WRITTEN TASKS:
1. Transcribe the part of the link time optimization notes that begins at the words "Btw, what does" and stops after "(.dll or .so).".
2. Translate this sentence from the link time optimization notes into Spanish: "This is where a linker comes into play."
3. Write the next part of the notes on link time optimization, starting after their last sentence.

DOCUMENT EXTRACT:
Link Time Optimization (part 1)

Part one of quick notes on Link Time Optimization

Link time optimization (LTO) conducts optimization from the perspective of the entire program, leveraging knowledge of how the entire program is supposed to be structured.

Btw, what does a linker do?

Say you have defined your executable as below:

add_executable(executable
  src/A.cpp
  src/B.cpp
)

Compiler takes A.cpp and B.cpp and generates object file of it in machine code, A.o and B.o respectively. At this point, if the object file uses a function defined in B, the compiler does not yet know the function's final memory address, but rather leaves a placeholder for it, and marks the symbol "external".

This is where a linker comes into play. The linker takes object files generated by the compiler and resolves symbols that are marked "external" and combines them into a single executable file, executable. If the above example used add_library(...), then the linker will create a library (.dll or .so).

Simple Demonstration

Code sample available here Let's get started with a super minimal demo. We will have one file that has helper functions defined, and a main file that calls functions from this file.

EXTRACTED INFORMATION:
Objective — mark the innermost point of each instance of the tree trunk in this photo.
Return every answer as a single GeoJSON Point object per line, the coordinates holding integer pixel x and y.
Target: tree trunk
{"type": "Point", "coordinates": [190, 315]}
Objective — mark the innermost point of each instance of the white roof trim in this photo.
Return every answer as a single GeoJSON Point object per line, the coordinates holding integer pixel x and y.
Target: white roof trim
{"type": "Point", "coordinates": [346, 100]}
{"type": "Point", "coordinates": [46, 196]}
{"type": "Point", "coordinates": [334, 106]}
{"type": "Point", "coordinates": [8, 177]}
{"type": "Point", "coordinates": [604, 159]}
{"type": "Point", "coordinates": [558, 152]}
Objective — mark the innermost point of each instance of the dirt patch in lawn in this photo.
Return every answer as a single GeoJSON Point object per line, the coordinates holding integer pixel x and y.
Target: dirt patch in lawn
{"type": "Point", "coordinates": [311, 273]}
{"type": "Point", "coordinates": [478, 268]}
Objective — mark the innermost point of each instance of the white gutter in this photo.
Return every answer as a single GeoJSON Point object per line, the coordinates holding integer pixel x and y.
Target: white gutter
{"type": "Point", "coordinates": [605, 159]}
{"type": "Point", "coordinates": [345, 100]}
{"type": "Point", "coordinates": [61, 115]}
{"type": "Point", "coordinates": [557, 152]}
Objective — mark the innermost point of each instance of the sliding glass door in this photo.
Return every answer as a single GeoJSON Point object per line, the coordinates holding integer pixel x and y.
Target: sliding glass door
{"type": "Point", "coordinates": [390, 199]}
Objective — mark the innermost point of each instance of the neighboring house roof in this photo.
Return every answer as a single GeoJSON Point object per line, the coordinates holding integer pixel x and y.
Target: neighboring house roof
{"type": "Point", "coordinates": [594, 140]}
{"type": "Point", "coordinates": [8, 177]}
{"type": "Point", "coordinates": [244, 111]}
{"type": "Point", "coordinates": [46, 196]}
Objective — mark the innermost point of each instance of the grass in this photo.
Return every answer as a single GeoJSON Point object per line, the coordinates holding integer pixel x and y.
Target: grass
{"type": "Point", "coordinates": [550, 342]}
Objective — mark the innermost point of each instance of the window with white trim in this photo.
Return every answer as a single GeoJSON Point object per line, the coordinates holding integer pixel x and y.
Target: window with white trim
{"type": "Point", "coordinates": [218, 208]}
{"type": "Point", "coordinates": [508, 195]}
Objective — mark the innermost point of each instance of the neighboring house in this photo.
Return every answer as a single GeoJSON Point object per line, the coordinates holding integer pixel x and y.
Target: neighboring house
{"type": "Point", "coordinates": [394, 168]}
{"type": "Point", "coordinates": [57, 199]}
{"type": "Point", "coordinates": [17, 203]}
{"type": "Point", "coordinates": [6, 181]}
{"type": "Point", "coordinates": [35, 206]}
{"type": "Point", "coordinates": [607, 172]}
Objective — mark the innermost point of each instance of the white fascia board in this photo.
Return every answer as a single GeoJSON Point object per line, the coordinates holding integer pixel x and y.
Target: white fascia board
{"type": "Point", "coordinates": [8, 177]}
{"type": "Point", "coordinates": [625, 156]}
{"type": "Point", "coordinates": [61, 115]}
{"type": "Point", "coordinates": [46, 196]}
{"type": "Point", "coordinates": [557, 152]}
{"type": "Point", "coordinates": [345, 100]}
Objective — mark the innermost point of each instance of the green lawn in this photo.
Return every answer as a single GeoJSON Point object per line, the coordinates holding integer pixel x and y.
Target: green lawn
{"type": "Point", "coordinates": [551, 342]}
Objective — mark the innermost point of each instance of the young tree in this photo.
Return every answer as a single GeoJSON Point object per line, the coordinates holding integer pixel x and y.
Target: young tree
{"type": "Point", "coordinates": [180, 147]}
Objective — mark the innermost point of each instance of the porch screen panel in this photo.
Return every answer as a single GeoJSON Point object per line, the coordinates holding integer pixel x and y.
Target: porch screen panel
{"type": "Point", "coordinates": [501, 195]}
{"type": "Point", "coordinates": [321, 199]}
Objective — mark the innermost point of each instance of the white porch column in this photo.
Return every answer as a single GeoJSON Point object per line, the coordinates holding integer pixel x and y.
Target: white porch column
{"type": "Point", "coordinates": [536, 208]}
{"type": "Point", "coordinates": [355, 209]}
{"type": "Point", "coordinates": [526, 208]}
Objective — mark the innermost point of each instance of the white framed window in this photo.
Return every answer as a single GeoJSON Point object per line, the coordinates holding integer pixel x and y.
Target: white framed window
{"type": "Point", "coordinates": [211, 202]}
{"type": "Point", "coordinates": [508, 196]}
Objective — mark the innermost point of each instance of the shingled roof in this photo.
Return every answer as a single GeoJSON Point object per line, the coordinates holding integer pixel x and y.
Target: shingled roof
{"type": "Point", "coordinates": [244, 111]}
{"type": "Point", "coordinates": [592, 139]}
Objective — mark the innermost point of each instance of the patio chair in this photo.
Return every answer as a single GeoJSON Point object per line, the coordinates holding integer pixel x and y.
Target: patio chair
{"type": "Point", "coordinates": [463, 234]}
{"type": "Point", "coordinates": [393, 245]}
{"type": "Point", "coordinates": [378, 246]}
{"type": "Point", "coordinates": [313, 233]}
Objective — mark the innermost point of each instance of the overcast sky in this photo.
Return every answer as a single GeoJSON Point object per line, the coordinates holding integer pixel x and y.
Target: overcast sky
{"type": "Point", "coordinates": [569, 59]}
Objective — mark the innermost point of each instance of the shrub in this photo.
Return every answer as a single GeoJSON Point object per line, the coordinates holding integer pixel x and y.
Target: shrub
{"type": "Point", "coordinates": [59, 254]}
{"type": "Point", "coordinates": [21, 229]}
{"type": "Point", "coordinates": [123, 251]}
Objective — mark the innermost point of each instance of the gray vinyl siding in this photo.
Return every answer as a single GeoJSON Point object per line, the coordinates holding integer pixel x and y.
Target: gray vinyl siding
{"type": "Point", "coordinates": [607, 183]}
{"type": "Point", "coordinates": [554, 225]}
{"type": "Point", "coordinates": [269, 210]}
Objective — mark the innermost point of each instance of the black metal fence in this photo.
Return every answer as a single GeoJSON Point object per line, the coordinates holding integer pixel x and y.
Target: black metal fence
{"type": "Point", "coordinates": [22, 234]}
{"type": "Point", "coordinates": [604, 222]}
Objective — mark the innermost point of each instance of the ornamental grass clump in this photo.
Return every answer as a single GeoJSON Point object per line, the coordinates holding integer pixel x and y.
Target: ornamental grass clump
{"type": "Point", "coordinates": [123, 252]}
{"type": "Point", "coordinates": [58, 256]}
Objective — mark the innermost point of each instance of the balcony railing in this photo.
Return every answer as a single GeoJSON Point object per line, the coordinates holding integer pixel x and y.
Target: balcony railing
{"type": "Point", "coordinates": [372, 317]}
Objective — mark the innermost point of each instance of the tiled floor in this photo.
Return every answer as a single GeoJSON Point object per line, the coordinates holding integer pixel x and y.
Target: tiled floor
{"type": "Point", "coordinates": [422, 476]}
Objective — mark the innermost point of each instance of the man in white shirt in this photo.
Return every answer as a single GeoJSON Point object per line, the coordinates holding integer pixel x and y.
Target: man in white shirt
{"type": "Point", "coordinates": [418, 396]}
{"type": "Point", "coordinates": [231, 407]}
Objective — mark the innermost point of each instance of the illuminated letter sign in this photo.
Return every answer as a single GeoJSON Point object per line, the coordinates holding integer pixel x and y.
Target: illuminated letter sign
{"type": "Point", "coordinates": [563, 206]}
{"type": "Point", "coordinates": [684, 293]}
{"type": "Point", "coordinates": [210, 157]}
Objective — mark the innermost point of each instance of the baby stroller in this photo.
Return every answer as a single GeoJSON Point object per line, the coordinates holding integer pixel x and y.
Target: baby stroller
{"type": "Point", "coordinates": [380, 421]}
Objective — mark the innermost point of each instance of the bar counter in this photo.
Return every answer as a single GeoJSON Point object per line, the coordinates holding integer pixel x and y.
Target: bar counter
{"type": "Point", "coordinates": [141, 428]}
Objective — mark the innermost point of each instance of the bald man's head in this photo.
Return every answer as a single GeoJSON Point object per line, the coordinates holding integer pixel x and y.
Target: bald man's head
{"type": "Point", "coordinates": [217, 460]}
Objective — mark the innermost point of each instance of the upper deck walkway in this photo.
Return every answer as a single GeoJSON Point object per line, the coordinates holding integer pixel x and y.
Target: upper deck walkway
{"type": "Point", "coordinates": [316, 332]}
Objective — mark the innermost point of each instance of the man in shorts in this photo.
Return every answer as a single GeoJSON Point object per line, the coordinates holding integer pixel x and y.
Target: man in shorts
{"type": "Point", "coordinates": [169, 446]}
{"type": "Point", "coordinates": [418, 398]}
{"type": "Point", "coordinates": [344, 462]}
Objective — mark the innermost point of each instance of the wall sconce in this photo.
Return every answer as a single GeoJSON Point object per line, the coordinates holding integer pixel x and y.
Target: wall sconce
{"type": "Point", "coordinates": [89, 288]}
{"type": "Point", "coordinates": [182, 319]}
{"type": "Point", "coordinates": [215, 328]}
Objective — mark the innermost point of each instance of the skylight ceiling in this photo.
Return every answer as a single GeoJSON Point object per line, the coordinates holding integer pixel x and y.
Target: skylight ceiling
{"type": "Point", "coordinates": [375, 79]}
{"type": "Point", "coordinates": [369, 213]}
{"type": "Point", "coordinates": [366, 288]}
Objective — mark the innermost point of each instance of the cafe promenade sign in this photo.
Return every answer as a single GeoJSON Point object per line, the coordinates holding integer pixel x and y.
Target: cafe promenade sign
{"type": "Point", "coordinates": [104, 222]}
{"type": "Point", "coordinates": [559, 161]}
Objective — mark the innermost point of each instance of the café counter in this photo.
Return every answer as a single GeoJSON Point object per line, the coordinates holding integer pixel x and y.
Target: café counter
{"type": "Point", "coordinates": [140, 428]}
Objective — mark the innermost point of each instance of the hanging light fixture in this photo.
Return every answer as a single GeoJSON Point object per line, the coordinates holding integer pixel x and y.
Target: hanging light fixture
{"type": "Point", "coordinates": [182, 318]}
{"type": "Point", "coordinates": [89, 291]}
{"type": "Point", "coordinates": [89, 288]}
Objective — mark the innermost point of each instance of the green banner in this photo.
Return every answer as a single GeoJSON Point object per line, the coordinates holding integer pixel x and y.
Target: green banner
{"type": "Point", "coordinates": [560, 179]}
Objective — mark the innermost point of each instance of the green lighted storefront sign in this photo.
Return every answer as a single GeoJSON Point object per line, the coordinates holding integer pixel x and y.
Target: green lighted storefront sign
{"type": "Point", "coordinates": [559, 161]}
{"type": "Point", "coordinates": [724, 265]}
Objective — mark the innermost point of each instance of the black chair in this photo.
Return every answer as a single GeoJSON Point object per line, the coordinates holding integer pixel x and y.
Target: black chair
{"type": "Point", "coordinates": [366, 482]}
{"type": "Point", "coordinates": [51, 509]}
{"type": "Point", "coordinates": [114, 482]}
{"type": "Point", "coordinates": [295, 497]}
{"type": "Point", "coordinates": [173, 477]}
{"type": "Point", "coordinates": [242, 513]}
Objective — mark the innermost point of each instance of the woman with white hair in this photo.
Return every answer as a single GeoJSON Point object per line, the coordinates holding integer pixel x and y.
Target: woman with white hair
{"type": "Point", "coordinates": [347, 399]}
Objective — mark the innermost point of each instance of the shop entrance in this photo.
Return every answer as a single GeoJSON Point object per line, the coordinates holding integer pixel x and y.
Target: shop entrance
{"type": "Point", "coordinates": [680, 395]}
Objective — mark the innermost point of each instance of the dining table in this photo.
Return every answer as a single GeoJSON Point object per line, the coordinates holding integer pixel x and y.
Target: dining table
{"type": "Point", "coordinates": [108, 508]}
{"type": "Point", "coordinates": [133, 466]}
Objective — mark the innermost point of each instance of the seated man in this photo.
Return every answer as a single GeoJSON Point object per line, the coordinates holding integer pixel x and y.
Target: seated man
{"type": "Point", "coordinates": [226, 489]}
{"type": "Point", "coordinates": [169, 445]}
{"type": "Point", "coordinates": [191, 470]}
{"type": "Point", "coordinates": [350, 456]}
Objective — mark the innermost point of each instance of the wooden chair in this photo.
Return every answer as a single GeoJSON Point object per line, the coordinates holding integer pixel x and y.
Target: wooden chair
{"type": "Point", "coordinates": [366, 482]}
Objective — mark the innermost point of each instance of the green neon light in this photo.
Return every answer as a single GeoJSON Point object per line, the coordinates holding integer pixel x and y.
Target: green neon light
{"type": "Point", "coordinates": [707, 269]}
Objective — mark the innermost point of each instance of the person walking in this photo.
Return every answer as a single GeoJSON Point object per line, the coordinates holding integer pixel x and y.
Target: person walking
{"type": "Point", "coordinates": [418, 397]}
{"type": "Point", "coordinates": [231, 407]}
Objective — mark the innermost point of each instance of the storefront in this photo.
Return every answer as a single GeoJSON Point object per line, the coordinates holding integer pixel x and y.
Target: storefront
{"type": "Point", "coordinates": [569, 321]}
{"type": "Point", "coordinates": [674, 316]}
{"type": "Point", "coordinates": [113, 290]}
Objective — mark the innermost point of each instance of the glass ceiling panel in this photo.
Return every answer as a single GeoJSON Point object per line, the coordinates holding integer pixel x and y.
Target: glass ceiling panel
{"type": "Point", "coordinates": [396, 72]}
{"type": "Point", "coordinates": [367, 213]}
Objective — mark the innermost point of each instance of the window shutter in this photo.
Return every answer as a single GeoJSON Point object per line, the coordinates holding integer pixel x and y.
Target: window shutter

TASK-BY-TASK OUTPUTS:
1.
Btw, what does a linker do?

Say you have defined your executable as below:

add_executable(executable
  src/A.cpp
  src/B.cpp
)

Compiler takes A.cpp and B.cpp and generates object file of it in machine code, A.o and B.o respectively. At this point, if the object file uses a function defined in B, the compiler does not yet know the function's final memory address, but rather leaves a placeholder for it, and marks the symbol "external".

This is where a linker comes into play. The linker takes object files generated by the compiler and resolves symbols that are marked "external" and combines them into a single executable file, executable. If the above example used add_library(...), then the linker will create a library (.dll or .so).

2. Aquí es donde entra en juego un enlazador.

3.
#ifndef HELPER_HPP
#define HELPER_HPP

int simple_compute(int i);

#endif // HELPER_HPP

#include "helper.hpp"

int simple_compute(int i) {
    return (i * 3) + 5;
}

#include "helper.hpp"
#include <iostream> // for std::cout

int main() {
    volatile long long sum = 0;
    /*
    Using volatile to prevent compiler from optimizing this loop. 
    Removing `volatile` triggers loop optimization and make it run 
    almost 1000 times faster!
    */

    const in iterations = 1000000000; // 1e9
    // There is also another bug here. Can you see it? Hint: overfl..

    for (int i=0; i < iterations; ++i) {
         sum += simple_compute(i);
    }

    std::cout << "final sum: " << sum << std::endl;

    return 0;
}

Here is a build file to build the above example:

cmake_minimum_required(VERSION 3.9)
project(LTO_Example_CPP CXX)

set(CMAKE_CXX_STANDARD 17)
set(CMAKE_CXX_STANDARD_REQUIRED ON)

message(STATUS "Configuring 'without_lto' target...")
add_executable(without_lto main.cpp helper.cpp)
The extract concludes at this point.